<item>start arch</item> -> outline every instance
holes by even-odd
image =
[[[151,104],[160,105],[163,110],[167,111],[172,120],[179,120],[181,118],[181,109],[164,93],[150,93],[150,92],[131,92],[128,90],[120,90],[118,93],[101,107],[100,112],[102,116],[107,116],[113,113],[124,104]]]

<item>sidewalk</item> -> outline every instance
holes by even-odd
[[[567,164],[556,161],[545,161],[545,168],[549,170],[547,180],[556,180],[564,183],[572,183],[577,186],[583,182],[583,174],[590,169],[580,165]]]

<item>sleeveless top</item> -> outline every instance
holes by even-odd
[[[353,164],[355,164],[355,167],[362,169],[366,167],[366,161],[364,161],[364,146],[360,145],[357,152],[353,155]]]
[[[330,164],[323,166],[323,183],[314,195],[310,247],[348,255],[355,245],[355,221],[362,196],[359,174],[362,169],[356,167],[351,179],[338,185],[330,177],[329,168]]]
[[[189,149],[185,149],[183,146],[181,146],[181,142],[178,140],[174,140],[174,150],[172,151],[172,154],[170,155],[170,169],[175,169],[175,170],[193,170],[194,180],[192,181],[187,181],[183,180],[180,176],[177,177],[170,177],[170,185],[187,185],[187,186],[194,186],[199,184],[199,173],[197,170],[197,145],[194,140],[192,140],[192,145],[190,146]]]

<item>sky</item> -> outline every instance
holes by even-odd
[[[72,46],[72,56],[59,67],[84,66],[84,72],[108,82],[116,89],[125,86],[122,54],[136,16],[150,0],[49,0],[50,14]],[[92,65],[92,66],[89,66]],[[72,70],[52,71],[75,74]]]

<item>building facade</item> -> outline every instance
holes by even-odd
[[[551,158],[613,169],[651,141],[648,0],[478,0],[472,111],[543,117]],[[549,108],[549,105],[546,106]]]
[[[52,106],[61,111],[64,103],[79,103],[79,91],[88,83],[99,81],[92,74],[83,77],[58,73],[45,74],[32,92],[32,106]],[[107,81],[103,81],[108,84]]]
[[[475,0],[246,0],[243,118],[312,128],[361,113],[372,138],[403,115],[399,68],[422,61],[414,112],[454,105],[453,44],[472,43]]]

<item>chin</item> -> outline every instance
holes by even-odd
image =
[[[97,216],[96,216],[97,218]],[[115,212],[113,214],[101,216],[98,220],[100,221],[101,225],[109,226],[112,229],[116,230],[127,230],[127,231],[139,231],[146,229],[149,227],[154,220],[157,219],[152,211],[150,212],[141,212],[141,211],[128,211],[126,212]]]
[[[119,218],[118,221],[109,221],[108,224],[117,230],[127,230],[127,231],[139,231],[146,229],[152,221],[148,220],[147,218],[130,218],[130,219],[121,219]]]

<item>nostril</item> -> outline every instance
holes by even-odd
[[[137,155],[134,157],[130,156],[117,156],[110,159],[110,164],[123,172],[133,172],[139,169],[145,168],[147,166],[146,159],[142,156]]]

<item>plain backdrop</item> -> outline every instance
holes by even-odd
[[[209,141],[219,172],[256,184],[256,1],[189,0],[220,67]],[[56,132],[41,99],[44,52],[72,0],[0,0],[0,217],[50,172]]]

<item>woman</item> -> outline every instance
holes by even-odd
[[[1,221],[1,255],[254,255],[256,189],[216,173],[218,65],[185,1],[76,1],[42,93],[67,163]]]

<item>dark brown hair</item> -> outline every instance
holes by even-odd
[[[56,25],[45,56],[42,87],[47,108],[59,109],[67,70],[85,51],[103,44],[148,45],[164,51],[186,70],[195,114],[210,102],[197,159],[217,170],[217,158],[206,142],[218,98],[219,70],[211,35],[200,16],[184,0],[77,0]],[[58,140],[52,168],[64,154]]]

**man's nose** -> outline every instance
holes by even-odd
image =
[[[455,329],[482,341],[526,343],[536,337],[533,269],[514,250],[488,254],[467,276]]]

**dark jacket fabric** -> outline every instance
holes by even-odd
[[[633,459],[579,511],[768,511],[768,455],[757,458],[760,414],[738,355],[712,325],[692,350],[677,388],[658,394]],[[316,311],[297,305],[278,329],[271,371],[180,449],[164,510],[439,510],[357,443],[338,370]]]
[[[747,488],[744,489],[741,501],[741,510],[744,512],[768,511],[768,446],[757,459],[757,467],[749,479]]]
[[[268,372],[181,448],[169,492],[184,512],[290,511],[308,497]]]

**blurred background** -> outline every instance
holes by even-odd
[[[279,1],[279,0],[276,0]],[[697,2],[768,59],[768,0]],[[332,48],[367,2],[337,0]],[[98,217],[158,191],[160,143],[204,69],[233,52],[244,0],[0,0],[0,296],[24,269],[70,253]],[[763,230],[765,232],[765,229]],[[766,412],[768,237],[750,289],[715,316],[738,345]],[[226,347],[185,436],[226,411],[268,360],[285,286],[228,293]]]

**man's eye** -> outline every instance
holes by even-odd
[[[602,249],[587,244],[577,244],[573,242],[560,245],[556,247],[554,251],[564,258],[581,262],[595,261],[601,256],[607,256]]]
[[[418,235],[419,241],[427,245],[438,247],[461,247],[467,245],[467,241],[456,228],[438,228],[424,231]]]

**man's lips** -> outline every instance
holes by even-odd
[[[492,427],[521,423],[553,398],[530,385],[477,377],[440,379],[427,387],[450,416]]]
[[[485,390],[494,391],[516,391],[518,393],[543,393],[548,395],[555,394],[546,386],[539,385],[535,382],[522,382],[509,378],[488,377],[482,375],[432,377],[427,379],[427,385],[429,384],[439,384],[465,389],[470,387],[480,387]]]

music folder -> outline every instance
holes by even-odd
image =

**EXERCISE:** Return only this span, exactly: the line that contains "music folder -> outline every instance" and all lines after it to the end of the records.

**SOLVED PROBLEM:**
music folder -> outline every instance
holes by even-odd
image =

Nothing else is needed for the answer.